(Entries taken from a collection)
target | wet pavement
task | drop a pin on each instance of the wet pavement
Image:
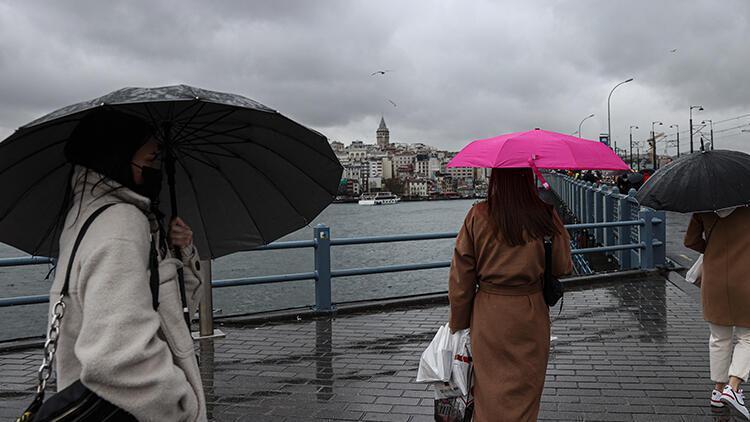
(627, 350)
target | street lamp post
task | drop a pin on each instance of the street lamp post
(609, 126)
(678, 137)
(653, 143)
(711, 122)
(700, 108)
(638, 152)
(631, 144)
(580, 134)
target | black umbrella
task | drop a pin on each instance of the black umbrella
(242, 173)
(700, 182)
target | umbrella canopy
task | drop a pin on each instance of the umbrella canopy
(244, 175)
(700, 182)
(538, 148)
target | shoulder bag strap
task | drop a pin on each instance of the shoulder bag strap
(81, 233)
(58, 310)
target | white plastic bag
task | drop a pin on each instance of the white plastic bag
(436, 361)
(695, 273)
(462, 365)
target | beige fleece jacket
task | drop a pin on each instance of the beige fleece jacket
(111, 338)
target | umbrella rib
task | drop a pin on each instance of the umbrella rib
(223, 116)
(52, 229)
(268, 179)
(18, 199)
(31, 155)
(184, 126)
(200, 213)
(218, 154)
(225, 148)
(236, 193)
(251, 142)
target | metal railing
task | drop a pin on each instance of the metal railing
(614, 218)
(636, 236)
(646, 223)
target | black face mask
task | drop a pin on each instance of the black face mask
(151, 187)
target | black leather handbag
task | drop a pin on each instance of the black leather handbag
(552, 287)
(75, 403)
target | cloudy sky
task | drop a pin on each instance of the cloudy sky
(461, 70)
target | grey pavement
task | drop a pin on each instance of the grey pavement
(625, 350)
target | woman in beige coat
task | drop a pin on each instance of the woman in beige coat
(112, 338)
(722, 237)
(495, 288)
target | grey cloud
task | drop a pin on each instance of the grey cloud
(462, 70)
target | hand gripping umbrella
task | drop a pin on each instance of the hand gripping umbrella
(700, 182)
(242, 173)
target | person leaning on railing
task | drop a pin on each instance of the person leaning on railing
(495, 288)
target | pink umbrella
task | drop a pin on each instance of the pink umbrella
(538, 149)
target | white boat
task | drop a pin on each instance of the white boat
(380, 198)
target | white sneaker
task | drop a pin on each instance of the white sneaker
(716, 399)
(736, 399)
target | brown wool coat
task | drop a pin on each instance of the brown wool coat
(507, 315)
(725, 284)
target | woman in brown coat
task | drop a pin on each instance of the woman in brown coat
(725, 293)
(495, 288)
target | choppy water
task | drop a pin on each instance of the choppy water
(345, 220)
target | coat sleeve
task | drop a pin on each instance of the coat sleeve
(123, 357)
(462, 278)
(562, 262)
(694, 235)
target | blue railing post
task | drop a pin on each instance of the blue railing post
(323, 268)
(609, 216)
(623, 234)
(647, 238)
(635, 254)
(589, 203)
(660, 238)
(581, 188)
(599, 213)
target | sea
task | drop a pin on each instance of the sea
(345, 220)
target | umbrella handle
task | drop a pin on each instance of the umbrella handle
(538, 173)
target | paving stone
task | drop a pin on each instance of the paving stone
(626, 350)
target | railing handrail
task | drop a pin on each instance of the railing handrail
(346, 272)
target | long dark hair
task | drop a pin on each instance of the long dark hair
(515, 209)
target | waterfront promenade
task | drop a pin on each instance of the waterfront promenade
(625, 349)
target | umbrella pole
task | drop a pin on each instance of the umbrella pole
(169, 166)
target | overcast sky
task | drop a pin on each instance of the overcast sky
(461, 70)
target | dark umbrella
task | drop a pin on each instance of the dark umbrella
(242, 173)
(700, 182)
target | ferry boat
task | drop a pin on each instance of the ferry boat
(380, 198)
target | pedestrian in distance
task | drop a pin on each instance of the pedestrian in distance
(123, 335)
(495, 288)
(723, 237)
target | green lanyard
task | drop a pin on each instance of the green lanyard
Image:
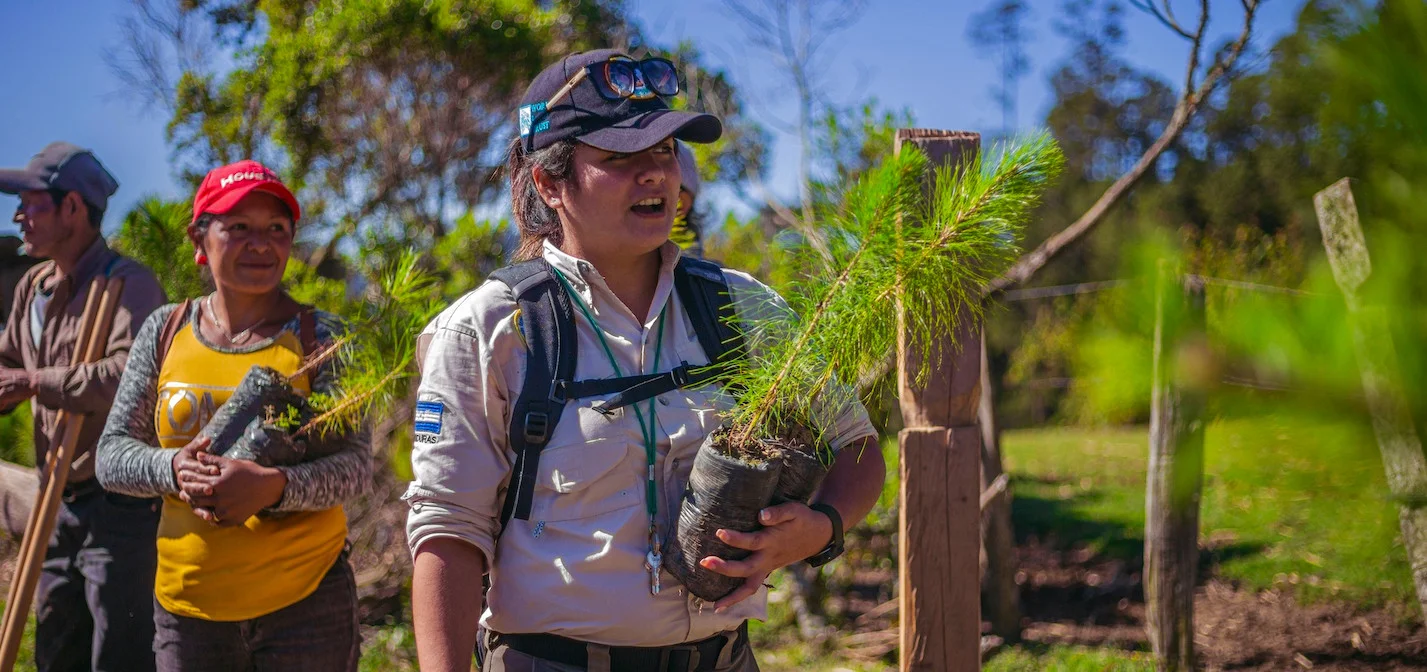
(647, 430)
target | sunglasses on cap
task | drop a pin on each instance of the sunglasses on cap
(625, 79)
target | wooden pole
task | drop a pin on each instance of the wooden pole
(941, 475)
(46, 472)
(1176, 471)
(998, 538)
(1382, 377)
(27, 568)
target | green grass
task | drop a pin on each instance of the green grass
(24, 658)
(1289, 502)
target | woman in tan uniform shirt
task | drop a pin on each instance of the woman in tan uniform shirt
(594, 180)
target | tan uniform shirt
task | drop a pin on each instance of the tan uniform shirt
(575, 567)
(87, 388)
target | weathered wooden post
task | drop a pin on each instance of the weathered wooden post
(998, 537)
(1382, 378)
(941, 475)
(1176, 470)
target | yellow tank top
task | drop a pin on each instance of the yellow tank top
(243, 571)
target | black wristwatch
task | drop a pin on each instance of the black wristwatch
(834, 547)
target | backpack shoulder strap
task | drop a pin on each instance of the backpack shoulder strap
(166, 337)
(547, 321)
(707, 298)
(307, 330)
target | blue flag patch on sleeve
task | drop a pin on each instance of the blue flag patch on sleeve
(428, 417)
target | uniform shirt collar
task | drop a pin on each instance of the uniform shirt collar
(591, 286)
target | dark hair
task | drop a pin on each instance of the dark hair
(96, 214)
(534, 217)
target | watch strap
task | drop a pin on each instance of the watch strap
(835, 545)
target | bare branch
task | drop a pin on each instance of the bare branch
(1163, 16)
(1189, 103)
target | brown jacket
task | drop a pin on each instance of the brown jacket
(87, 388)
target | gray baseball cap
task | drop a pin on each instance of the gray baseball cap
(63, 166)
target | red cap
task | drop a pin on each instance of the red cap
(221, 189)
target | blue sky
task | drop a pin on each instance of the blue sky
(908, 53)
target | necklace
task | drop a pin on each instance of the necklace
(233, 338)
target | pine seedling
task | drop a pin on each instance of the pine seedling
(376, 354)
(888, 244)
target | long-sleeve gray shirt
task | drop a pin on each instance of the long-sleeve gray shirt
(131, 462)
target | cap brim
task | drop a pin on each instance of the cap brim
(17, 180)
(231, 199)
(645, 130)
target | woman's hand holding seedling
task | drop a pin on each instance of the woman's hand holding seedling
(227, 491)
(187, 460)
(791, 532)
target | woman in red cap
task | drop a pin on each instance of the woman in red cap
(253, 569)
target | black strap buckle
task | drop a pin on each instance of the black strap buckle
(537, 427)
(681, 375)
(679, 659)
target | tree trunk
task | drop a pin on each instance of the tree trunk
(1382, 380)
(1176, 472)
(941, 471)
(1002, 601)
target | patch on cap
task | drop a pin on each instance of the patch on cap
(528, 117)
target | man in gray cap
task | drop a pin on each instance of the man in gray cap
(94, 601)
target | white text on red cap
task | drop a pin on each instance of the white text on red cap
(253, 174)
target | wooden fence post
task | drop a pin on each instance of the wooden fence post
(1382, 378)
(941, 477)
(1176, 472)
(998, 535)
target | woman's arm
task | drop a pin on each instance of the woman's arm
(445, 602)
(127, 458)
(336, 478)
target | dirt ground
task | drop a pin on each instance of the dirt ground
(1072, 598)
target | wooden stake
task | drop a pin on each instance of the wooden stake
(998, 537)
(93, 336)
(1176, 474)
(941, 474)
(1382, 377)
(46, 474)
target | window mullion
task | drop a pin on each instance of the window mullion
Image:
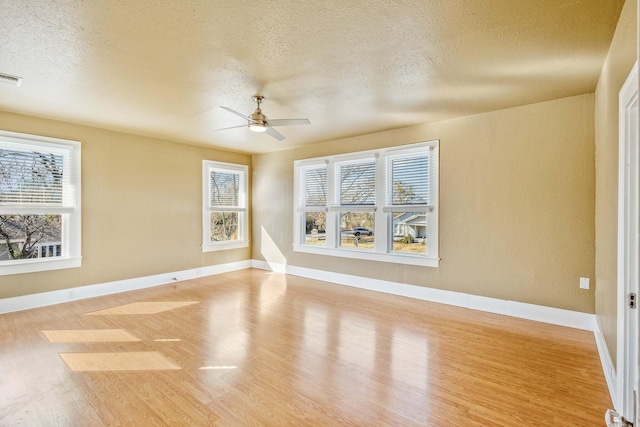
(381, 242)
(333, 198)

◆ **To do**
Write out the listing above exactly as it stands, pictures excluded.

◆ **Task answer**
target | wet pavement
task | drop a pin on each instance of the wet pavement
Image:
(627, 350)
target | street lamp post
task | drop a pin on each instance of the street lamp post
(609, 126)
(678, 137)
(653, 143)
(711, 122)
(700, 108)
(638, 152)
(631, 144)
(580, 134)
target | black umbrella
task | drop a pin on each instance of the black umbrella
(242, 173)
(700, 182)
target | umbrella canopy
task | drop a pin on each instance of the umbrella canopy
(244, 175)
(700, 182)
(538, 148)
target | shoulder bag strap
task | drop a pin on each instance of the shoulder bag strap
(81, 233)
(58, 310)
target | white plastic bag
task | drop a pin on each instance of the white plastic bag
(436, 361)
(695, 273)
(462, 365)
target | beige fleece jacket
task | drop a pin on each instance of the beige fleece jacket
(111, 338)
target | umbrella rib
task | drop a pin on each instance of the umbrella rib
(223, 116)
(52, 229)
(268, 179)
(18, 199)
(31, 155)
(184, 126)
(200, 213)
(218, 154)
(225, 148)
(236, 193)
(251, 142)
target | metal railing
task | drop a pin on each instance of the metal railing
(614, 218)
(636, 236)
(646, 223)
target | black face mask
task | drop a pin on each instance of the black face mask
(151, 187)
target | black leather handbag
task | drop a pin on each instance of the black leather handbag
(552, 287)
(75, 403)
target | cloudy sky
task | drop a pin on each instance of the cloudy sky
(461, 70)
target | grey pavement
task | drop a pin on each instance of the grey pavement
(625, 350)
target | woman in beige coat
task | drop a pin on each instance of the woman in beige coat
(112, 338)
(722, 237)
(495, 288)
target | grey cloud
task | drop a pin on each instance of the grey cloud
(462, 70)
target | hand gripping umbrella
task | drop a pin on each instance of the hand gripping umbrella
(700, 182)
(242, 173)
target | person leaning on railing
task | drop a pin on each instance of the person leaning on railing
(495, 288)
target | pink umbrella
task | drop a pin on each instance of the pink umbrella
(538, 149)
target | white boat
task | drop a pin on each instance of the white boat
(380, 198)
target | white sneaker
task | drop a pin on each instance of the white sneaker
(716, 399)
(736, 399)
target | brown wool coat
task | drop a pin on each instance of the brown wool coat
(507, 315)
(725, 284)
target | woman in brown coat
task | drop a pin on each instance of the woman in brown coat
(725, 293)
(495, 288)
target | choppy water
task | drop a pin on each instance of the choppy water
(345, 220)
target | coat sleeve
task | drop a pin on each instance of the coat sleeve
(123, 357)
(462, 278)
(562, 262)
(694, 235)
target | blue railing post
task | drop a pin on each instance of the blue railing post
(323, 268)
(609, 216)
(623, 234)
(647, 238)
(635, 254)
(589, 203)
(660, 238)
(581, 188)
(599, 213)
target | sea
task | drop a pin on each instance of the sea
(345, 220)
target | umbrella handle
task | drop a pin on each instance of the umbrella handle
(538, 173)
target | paving stone
task | drop a pin on each instance of the paving stone
(626, 350)
target | railing handrail
task | drop a pin on each instance of the railing handrail
(346, 272)
target | long dark hair
task | drop a pin on each instance of the long dark hair
(515, 209)
target | waterfront promenade
task | drop a pin on each instance of the waterfront promenade
(625, 349)
target | umbrella pole
task | drop a pin on each instance of the umbrella pole
(169, 166)
target | overcast sky
task | drop a pin on each instance of the overcast sky
(461, 70)
target | dark umbrella
task | drop a pin on each instance of the dark umbrella
(242, 173)
(700, 182)
target | ferry boat
task | drop a pin on each instance of the ferry boat
(380, 198)
target | pedestrian in distance
task | drop a pin on each instance of the pedestrian in distance
(123, 335)
(495, 288)
(723, 237)
target | green lanyard
task | drop a pin on each instance of the green lanyard
Image:
(647, 430)
target | sunglasses on cap
task | drop a pin on each instance of the sunglasses on cap
(625, 79)
target | wooden pole
task | drop a pin on each instance of the wooden pole
(941, 475)
(46, 472)
(1176, 471)
(998, 538)
(1382, 377)
(27, 568)
target | green grass
task | drop a pin on each instance of the green grass
(24, 658)
(1289, 502)
target | woman in tan uniform shirt
task | drop a pin on each instance of the woman in tan uniform shirt
(594, 180)
target | tan uniform shirt
task | drop a pin on each instance of the tan uniform shirt
(575, 567)
(87, 388)
target | weathered wooden post
task | drop a pin on each instance of the weathered wooden post
(998, 537)
(1382, 378)
(941, 475)
(1176, 470)
target | yellow tank top
task | drop a pin on each instance of the yellow tank top
(243, 571)
target | black wristwatch
task | drop a pin on each instance of the black wristwatch
(834, 547)
target | backpack shoulder strap
task | drop a pin on each instance of the backpack shoulder strap
(166, 337)
(547, 321)
(707, 298)
(307, 330)
target | blue flag patch on sleeve
task | drop a pin on each instance of the blue flag patch on sleeve
(428, 417)
target | uniform shirt collar
task | drop a pin on each instance of the uniform shirt collar
(591, 286)
target | dark hair
task | drop a pin on each instance of the dark hair
(96, 214)
(534, 217)
target | watch strap
task | drop a pin on each instance of the watch strap
(835, 545)
target | bare branch
task | drop a pin on each instance of the bare branch
(1163, 16)
(1189, 103)
target | brown jacket
task | drop a pin on each instance of the brown jacket
(87, 388)
target | gray baseball cap
task | drop a pin on each instance of the gray baseball cap
(63, 166)
target | red cap
task | drop a pin on each instance of the red cap
(221, 189)
target | blue sky
task | drop a pin on each instance of the blue sky
(908, 53)
target | necklace
task | drop a pin on each instance of the necklace
(233, 338)
target | pine seedling
task | drop a pin on each instance of the pine seedling
(376, 354)
(888, 244)
target | long-sleeve gray shirt
task | drop a pin on each instance of the long-sleeve gray shirt
(131, 462)
target | cap brim
task | drop a pin on each instance of the cap brim
(17, 180)
(231, 199)
(645, 130)
target | woman's hand holding seedling
task | drop a pin on each instance of the woman's hand holding seedling
(227, 491)
(187, 460)
(791, 532)
target | woman in red cap
task | drop a pin on each instance of the woman in red cap
(253, 569)
target | black strap buckle
task | drop a pin on each instance of the black strap buckle
(537, 427)
(681, 375)
(679, 659)
target | tree trunk
task | drop a pin on each instance of the tree trunk
(1382, 380)
(1176, 472)
(941, 471)
(1002, 601)
target | patch on cap
task | drop a pin on each instance of the patch on cap
(528, 117)
target | man in gray cap
task | drop a pin on each instance of the man in gray cap
(94, 601)
target | white text on red cap
task | drop a pin on each instance of the white text on red cap
(253, 174)
target | wooden fence post
task | drop a pin on each instance of the wooden fence post
(1382, 378)
(941, 477)
(1176, 472)
(998, 535)
target | woman's arm
task | drop a pin on each instance of the woman's arm
(445, 602)
(127, 458)
(336, 478)
target | dirt ground
task | drop a pin on each instance of the dirt ground
(1072, 598)
target | wooden stake
task | drop a pin on each instance of the wooden stake
(998, 537)
(93, 336)
(1176, 474)
(941, 474)
(1382, 377)
(46, 474)
target | window mullion
task | drop a pin on each instance of the window mullion
Image:
(381, 242)
(333, 198)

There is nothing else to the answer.